Things to do>
• A. Rewrite the part of the passage about Simon and McCarthy that opens with "John McCarthy was a" and closes with "short of unbelievable.", substituting "Lisp" for "LISP".
• B. Proceed with the passage about Simon and McCarthy from its final sentence onward.
(Page excerpt begins)
Herb Simon was an economist, sociologist, psychologist and computer scientist with specialties in cognitive psychology and cognitive science, among many other fields. He coined the terms bounded rationality and satisficing. Bounded rationality is the idea that when individuals make decisions, their rationality is limited by the tractability of the decision problem, the cognitive limitations of their minds and the time available to make the decision. Satisficing (as opposed to maximizing or optimizing) is a decision-making strategy or cognitive heuristic that entails searching through the available alternatives until an acceptability threshold is met. Simon also proposed the concept of the preferential attachment process, in which, typically, some form of wealth or credit is distributed among individuals or objects according to how much they already have, so that those who are already wealthy receive more than those who are not.

John McCarthy was a computer science and cognitive scientist who coined the term artificial intelligence. His development of the LISP programming language family, which heavily influenced ALGOL, an early set of a programming language developed in the mid-1950s, emphasized the value of timesharing. Timesharing today is more commonly known as multiprogramming or multitasking, where multiple users share computing resources. McCarthy envisioned this interaction in the 1950s, which is nothing short of unbelievable.
(Page excerpt ends)
(Data listing begins)
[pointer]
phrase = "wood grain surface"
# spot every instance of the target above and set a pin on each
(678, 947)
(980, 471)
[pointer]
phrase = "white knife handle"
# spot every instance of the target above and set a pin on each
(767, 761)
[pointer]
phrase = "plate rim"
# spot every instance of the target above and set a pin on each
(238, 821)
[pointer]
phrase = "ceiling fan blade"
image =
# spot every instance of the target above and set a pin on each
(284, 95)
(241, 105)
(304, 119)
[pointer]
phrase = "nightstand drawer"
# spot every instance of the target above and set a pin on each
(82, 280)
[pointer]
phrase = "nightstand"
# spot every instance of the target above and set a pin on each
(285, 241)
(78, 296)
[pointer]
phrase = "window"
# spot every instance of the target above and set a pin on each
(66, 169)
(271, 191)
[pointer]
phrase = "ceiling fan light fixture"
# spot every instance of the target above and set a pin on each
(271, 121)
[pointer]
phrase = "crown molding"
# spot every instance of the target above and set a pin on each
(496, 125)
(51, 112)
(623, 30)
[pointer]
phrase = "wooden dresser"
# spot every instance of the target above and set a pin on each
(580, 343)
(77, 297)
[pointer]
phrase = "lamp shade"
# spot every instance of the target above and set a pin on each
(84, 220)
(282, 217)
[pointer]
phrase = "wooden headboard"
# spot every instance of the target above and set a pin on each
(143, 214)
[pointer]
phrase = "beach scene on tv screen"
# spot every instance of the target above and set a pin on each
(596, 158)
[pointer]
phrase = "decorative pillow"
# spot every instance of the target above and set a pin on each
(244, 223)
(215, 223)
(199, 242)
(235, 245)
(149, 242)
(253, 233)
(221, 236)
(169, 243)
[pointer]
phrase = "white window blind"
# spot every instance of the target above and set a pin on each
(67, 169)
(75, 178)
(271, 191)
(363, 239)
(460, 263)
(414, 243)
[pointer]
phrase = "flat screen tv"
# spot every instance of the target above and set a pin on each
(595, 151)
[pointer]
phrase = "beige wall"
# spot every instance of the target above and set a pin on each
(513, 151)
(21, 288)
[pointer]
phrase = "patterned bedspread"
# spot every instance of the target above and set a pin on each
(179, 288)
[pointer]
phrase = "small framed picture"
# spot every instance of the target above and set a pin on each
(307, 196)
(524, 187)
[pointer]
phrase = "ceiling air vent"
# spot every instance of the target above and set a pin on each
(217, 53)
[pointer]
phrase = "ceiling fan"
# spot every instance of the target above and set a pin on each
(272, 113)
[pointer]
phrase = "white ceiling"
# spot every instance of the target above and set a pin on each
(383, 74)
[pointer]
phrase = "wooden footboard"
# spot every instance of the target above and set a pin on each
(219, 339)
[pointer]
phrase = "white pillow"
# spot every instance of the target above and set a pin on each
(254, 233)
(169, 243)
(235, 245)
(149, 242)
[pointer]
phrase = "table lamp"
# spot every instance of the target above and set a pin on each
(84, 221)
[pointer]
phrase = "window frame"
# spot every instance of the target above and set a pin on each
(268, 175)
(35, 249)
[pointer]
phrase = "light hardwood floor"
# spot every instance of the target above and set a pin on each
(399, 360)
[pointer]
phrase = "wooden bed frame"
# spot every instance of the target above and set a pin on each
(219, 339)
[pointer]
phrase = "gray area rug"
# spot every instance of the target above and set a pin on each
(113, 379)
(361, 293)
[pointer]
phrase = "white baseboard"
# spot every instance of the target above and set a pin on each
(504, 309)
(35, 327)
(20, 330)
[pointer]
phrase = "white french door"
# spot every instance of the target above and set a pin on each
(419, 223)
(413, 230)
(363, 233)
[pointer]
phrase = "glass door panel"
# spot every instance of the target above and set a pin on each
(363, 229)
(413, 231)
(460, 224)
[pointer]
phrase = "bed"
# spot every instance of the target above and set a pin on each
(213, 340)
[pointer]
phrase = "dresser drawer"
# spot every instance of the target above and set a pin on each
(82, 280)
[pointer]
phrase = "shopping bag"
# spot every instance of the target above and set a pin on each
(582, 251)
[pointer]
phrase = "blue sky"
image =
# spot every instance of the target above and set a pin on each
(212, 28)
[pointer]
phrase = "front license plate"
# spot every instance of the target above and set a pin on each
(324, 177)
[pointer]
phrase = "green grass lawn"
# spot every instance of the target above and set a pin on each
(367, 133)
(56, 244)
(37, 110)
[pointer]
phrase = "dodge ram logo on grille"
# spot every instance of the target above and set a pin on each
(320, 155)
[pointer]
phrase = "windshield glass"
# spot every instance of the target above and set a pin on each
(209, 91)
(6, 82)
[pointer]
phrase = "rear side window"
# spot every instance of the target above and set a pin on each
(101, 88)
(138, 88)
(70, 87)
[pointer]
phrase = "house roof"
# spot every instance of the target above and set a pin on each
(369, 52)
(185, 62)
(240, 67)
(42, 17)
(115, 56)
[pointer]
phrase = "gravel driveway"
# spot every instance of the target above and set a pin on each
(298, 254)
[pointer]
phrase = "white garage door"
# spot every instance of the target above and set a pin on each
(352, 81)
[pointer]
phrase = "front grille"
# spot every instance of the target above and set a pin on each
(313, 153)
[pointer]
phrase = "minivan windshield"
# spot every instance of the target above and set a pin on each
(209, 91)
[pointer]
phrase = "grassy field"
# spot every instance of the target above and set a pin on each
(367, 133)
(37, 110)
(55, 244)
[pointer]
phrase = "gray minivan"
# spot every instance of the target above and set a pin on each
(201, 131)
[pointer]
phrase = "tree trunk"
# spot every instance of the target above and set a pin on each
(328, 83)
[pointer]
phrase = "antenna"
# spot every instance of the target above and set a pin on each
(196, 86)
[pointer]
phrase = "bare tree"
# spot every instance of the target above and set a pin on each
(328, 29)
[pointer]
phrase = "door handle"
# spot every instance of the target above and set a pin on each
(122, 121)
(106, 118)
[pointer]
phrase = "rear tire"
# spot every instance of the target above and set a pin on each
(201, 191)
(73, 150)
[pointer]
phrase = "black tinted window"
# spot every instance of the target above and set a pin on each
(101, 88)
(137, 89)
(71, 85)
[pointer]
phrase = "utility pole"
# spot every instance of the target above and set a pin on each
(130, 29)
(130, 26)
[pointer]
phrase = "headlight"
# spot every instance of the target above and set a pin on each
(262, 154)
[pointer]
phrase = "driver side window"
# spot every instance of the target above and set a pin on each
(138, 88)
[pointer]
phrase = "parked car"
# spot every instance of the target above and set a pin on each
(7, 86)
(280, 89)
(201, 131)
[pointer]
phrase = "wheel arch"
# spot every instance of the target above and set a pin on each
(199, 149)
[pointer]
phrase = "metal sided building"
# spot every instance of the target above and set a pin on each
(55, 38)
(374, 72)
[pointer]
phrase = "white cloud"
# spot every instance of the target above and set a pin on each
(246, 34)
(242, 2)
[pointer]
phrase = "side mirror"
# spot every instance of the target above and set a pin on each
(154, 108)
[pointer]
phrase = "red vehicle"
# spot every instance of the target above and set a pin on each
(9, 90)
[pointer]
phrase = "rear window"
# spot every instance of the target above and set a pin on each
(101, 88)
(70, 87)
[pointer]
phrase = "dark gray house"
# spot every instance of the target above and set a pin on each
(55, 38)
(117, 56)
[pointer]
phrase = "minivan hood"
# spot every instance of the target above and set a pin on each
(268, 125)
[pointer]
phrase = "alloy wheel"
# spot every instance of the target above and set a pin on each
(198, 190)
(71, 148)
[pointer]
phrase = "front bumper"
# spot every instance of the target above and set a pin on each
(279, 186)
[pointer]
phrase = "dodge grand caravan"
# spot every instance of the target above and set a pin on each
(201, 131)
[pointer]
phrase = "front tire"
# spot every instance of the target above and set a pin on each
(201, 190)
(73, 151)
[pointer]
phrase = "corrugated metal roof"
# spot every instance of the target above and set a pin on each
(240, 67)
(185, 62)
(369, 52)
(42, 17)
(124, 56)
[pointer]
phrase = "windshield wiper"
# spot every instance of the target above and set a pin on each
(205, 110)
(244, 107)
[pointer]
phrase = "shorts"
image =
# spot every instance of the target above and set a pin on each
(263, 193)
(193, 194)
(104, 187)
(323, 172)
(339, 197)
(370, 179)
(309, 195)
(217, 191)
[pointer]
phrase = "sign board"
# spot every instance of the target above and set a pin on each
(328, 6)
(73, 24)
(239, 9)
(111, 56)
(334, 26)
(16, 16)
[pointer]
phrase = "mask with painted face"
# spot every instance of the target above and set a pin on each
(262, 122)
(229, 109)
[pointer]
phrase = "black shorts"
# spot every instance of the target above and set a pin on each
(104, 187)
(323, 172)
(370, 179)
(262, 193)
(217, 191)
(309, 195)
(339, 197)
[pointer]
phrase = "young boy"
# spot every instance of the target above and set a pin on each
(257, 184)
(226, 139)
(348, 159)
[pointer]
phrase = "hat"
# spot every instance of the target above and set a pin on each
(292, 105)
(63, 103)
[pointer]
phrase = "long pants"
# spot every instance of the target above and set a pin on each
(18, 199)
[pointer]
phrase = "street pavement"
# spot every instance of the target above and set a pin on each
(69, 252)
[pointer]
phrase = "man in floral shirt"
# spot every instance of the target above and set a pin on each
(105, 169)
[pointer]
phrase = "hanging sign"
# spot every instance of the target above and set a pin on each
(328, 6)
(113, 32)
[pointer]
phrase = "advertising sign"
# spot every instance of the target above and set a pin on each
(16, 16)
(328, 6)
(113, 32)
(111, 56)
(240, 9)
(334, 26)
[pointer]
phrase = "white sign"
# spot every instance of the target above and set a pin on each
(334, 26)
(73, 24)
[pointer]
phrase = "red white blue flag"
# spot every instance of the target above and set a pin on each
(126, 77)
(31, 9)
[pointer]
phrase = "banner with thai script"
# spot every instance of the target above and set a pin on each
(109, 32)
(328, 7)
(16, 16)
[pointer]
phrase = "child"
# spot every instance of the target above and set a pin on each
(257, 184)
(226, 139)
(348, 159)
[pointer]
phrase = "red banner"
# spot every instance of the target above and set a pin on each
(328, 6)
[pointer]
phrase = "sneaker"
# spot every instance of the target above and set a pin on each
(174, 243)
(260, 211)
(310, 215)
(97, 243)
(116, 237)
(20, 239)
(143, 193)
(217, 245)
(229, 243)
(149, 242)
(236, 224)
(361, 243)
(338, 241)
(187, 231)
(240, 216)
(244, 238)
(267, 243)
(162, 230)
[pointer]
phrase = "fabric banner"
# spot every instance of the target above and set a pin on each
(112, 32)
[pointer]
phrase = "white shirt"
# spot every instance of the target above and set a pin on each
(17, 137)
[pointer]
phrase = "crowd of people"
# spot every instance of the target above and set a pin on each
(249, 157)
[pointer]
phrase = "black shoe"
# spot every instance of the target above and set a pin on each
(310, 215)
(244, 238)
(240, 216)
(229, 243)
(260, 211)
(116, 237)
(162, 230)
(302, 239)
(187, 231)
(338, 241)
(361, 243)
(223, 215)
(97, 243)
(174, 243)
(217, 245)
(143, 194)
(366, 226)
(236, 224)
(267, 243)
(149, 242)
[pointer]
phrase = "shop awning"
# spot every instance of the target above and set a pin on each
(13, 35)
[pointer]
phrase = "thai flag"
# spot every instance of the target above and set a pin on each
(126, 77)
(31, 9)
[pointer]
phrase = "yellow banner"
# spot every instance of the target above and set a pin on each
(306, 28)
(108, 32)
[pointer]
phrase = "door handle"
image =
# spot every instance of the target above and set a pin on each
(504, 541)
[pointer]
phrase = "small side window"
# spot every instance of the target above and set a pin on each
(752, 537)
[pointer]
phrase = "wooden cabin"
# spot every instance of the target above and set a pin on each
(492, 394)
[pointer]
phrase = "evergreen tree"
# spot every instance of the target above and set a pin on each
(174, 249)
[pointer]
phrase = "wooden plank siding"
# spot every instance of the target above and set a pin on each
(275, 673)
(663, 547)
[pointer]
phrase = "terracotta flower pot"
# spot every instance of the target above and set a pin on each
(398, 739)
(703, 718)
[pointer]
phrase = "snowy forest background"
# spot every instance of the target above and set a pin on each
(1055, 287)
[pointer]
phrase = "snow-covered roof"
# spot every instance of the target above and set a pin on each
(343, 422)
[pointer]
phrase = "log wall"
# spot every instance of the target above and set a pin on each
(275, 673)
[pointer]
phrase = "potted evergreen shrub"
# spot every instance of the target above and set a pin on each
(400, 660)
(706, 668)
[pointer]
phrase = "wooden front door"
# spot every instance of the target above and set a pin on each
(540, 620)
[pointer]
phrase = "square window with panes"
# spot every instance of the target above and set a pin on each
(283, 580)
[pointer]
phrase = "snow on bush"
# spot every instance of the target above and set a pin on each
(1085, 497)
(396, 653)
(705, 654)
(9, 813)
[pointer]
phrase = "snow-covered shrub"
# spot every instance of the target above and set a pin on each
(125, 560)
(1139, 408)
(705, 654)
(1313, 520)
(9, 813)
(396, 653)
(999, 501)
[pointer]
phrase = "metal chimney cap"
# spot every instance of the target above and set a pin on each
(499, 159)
(Data listing ends)
Numbered answers>
• A.
John McCarthy was a computer science and cognitive scientist who coined the term artificial intelligence. His development of the Lisp programming language family, which heavily influenced ALGOL, an early set of a programming language developed in the mid-1950s, emphasized the value of timesharing. Timesharing today is more commonly known as multiprogramming or multitasking, where multiple users share computing resources. McCarthy envisioned this interaction in the 1950s, which is nothing short of unbelievable.

• B.
Marvin Minsky, a cognitive scientist, was the co-founder of MIT’s artificial intelligence laboratory. In 1963, Minsky invented the head-mounted graphical display that’s widely used today by aviators, gamers, engineers and doctors. He also invented the confocal microscope, an early version of the modern laser scanning microscope.

Together these framers laid the foundation for artificial intelligence as we know it today.

The design for mass collaboration

Do we understand collaboration? Thanks to Kurt Lewin and his research on group dynamics, we understand how groups interact much better than we thought. I ask again, do we understand group interactions? Is there an ideal group size? What’s the best balance of independence? Is the group interaction better or worse when we design in patterns for group activities?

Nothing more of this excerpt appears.